• Work request A
Decide whether each statement agrees with the passage on Paracelsus, answering yes or no and quoting the words that settle it: (i) Paracelsus died in 1541; (ii) Paracelsus had a good command of Latin; (iii) Paracelsus held that heathen philosophy could reveal the harmony of all things.
• Work request B
Using the passage on Paracelsus, explain why it is hard to say what his opinions were.
• Work request C
Answer these from the passage on Paracelsus:
(i) How did Paracelsus spend his youth?
(ii) What were his own models?
(iii) According to the note, where can a still more enlarged account of his theosophy be found?

• Extract
Paracelsus. 17. While Ramus was assaulting the stronghold of Aristotelian despotism, the syllogistic method of argumentation, another province of that extensive empire, its physical theory, was invaded by a still more audacious, and we must add, a much more unworthy innovator, Theophrastus Paracelsus. Though few of this extraordinary person’s writings were published before the middle of the century, yet as he died in 1541, and his disciples began very early to promulgate his theories, we may introduce his name more appropriately in this than in any later period. The system, if so it may be called, of Paracelsus had a primary regard to medicine, which he practised with the boldness of a wandering empiric. It was not unusual in Germany to carry on this profession; and Paracelsus employed his youth in casting nativities, practising chiromancy, and exhibiting chemical tricks. He knew very little Latin, and his writings are as unintelligible from their style as their substance. Yet he was not without acuteness in his own profession; and his knowledge of pharmaceutic chemistry was far beyond that of his age. Upon this real advantage he founded those extravagant theories, which attracted many ardent minds in the sixteenth century, and were afterwards woven into new schemes of fanciful philosophy. His own models were the oriental reveries of the Cabbala, and the theosophy of the mystics. He seized hold of a notion which easily seduces the imagination of those who do not ask for rational proof, that there is a constant analogy between the macrocosm, as they called it, of external nature, and the microcosm of man. This harmony and parallelism of all things, he maintains, can only be made known to us by Divine revelation; and hence all heathen philosophy has been erroneous. The key to the knowledge of nature is in the Scriptures only, studied by means of the Spirit of God communicating an interior light to the contemplative soul. So great an obscurity reigns over the writings of Paracelsus, which, in Latin at least, are not originally his own, for he had but a scanty acquaintance with that language, that it is difficult to pronounce upon his opinions, especially as he affects to use words in senses imposed by himself; the development of his physical system consisted in an accumulation of chemical theorems, none of which are conformable to sound philosophy.[733]

[733] Brucker, iv. 646-684, has copiously descanted on the theosophy of Paracelsus; and a still more enlarged account of it will be found in the third volume of Sprengel’s Geschichte der Arzneykunste, which I use in the French translation. Buhle is very brief in this instance, though he has a general partiality to mystical rhapsodies.

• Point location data
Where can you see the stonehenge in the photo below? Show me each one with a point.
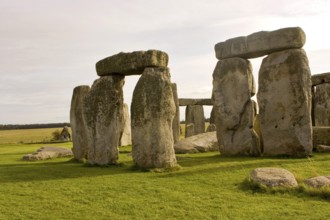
(261, 43)
(100, 119)
(152, 113)
(284, 95)
(194, 115)
(289, 103)
(233, 107)
(285, 78)
(77, 122)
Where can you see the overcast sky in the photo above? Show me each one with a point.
(50, 46)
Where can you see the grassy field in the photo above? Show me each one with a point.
(208, 186)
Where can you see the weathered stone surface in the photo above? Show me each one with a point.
(78, 124)
(322, 105)
(195, 115)
(261, 43)
(273, 177)
(152, 112)
(318, 182)
(212, 116)
(126, 137)
(45, 153)
(198, 143)
(65, 134)
(176, 119)
(131, 63)
(186, 102)
(322, 148)
(232, 86)
(284, 99)
(318, 79)
(321, 136)
(190, 130)
(103, 112)
(211, 128)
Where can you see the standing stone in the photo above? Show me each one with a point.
(195, 115)
(322, 105)
(284, 99)
(211, 128)
(152, 112)
(232, 88)
(190, 130)
(176, 119)
(78, 124)
(103, 111)
(212, 116)
(65, 134)
(126, 137)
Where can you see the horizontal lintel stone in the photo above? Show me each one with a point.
(185, 102)
(131, 63)
(261, 43)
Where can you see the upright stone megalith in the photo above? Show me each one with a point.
(195, 115)
(126, 137)
(284, 99)
(322, 105)
(152, 113)
(103, 111)
(176, 119)
(233, 108)
(78, 124)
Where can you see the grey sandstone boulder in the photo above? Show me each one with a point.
(48, 152)
(131, 63)
(152, 112)
(211, 128)
(126, 137)
(103, 112)
(284, 99)
(318, 182)
(321, 78)
(195, 115)
(198, 143)
(261, 43)
(273, 177)
(176, 119)
(78, 124)
(233, 108)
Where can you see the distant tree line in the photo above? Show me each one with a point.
(33, 126)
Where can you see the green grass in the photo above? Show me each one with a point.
(208, 186)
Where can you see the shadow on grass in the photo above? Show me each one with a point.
(41, 170)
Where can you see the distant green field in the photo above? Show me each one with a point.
(208, 186)
(27, 135)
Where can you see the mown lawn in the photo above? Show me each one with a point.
(208, 186)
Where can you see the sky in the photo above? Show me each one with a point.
(48, 47)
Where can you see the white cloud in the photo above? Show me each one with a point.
(49, 47)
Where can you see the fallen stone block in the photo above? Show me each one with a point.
(273, 177)
(198, 143)
(48, 152)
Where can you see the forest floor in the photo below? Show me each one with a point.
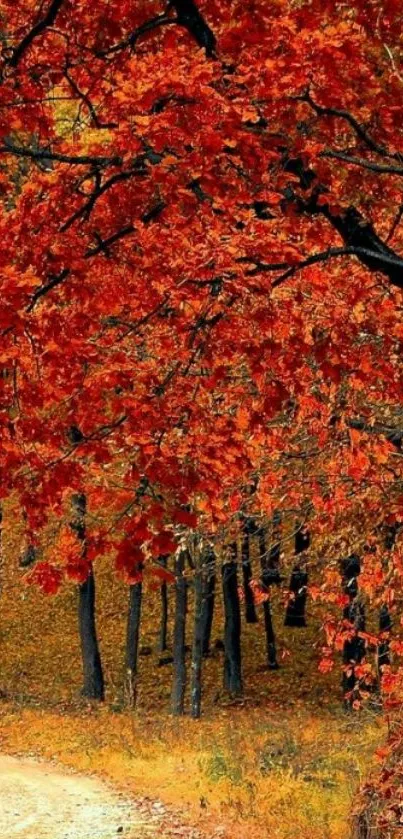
(284, 762)
(37, 800)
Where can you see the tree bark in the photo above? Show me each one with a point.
(250, 611)
(132, 639)
(93, 686)
(354, 614)
(208, 601)
(232, 628)
(295, 612)
(385, 626)
(197, 649)
(163, 640)
(353, 650)
(179, 651)
(270, 574)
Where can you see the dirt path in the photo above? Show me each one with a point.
(38, 801)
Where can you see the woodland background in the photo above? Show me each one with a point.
(201, 385)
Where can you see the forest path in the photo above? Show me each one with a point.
(38, 801)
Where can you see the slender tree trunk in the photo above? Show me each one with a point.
(197, 649)
(208, 601)
(268, 575)
(232, 629)
(295, 612)
(385, 626)
(179, 651)
(250, 610)
(132, 639)
(353, 650)
(93, 686)
(163, 641)
(354, 614)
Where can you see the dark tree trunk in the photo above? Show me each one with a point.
(163, 641)
(208, 601)
(132, 638)
(385, 626)
(232, 628)
(250, 611)
(93, 686)
(353, 650)
(270, 574)
(197, 648)
(295, 612)
(179, 650)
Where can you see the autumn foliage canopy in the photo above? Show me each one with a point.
(200, 273)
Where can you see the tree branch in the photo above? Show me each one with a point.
(36, 30)
(71, 159)
(352, 121)
(365, 164)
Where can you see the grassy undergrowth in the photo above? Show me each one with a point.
(284, 763)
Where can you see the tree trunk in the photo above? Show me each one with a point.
(132, 639)
(250, 611)
(179, 651)
(269, 575)
(208, 601)
(295, 612)
(197, 649)
(353, 649)
(163, 641)
(385, 626)
(232, 629)
(93, 686)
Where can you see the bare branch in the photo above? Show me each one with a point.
(71, 159)
(365, 164)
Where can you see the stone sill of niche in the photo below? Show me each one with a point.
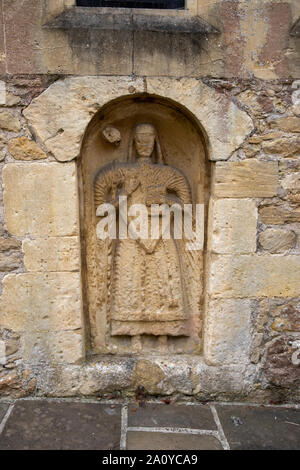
(166, 21)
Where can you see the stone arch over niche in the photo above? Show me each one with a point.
(183, 146)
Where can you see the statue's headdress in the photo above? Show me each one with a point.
(146, 128)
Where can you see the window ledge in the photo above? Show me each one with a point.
(168, 21)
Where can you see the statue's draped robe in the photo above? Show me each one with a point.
(146, 289)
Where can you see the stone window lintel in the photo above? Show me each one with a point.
(136, 19)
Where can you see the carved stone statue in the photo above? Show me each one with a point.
(147, 291)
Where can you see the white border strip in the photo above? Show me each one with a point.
(5, 419)
(222, 436)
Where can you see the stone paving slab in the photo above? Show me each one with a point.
(62, 426)
(182, 416)
(3, 410)
(258, 428)
(164, 441)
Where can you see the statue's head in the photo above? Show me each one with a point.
(144, 140)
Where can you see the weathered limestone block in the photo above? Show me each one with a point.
(232, 226)
(287, 317)
(286, 124)
(226, 125)
(292, 182)
(148, 375)
(23, 148)
(254, 276)
(12, 100)
(10, 262)
(52, 254)
(58, 347)
(40, 199)
(248, 178)
(10, 384)
(11, 243)
(9, 122)
(281, 364)
(227, 337)
(278, 214)
(60, 115)
(277, 241)
(41, 302)
(286, 146)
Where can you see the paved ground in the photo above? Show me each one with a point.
(112, 425)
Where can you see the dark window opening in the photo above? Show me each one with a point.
(161, 4)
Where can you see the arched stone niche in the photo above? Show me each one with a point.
(183, 148)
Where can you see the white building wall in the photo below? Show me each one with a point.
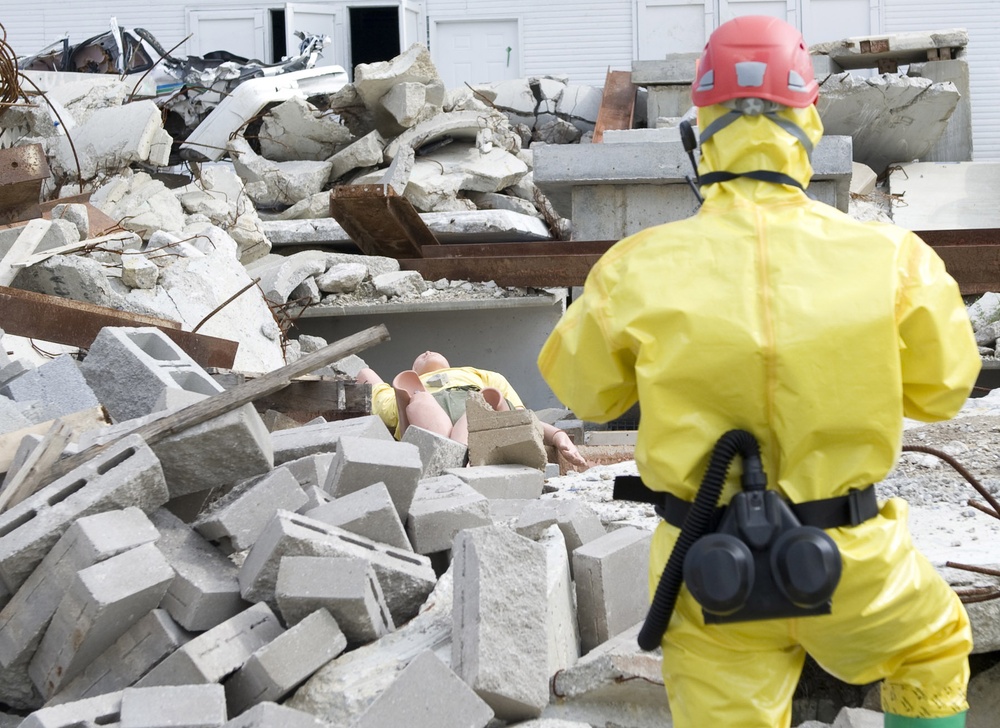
(982, 20)
(581, 39)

• Exercise answer A
(i) Yes: "as he died in 1541"
(ii) No: "He knew very little Latin"
(iii) No: "This harmony and parallelism of all things, he maintains, can only be made known to us by Divine revelation; and hence all heathen philosophy has been erroneous."

• Exercise answer B
His writings are very obscure, and the Latin versions are not originally his own because he knew that language poorly. He also uses words in senses he imposed on them himself.

• Exercise answer C
(i) He spent it casting nativities, practising chiromancy, and exhibiting chemical tricks.
(ii) His models were the oriental reveries of the Cabbala and the theosophy of the mystics.
(iii) It can be found in the third volume of Sprengel's Geschichte der Arzneykunste.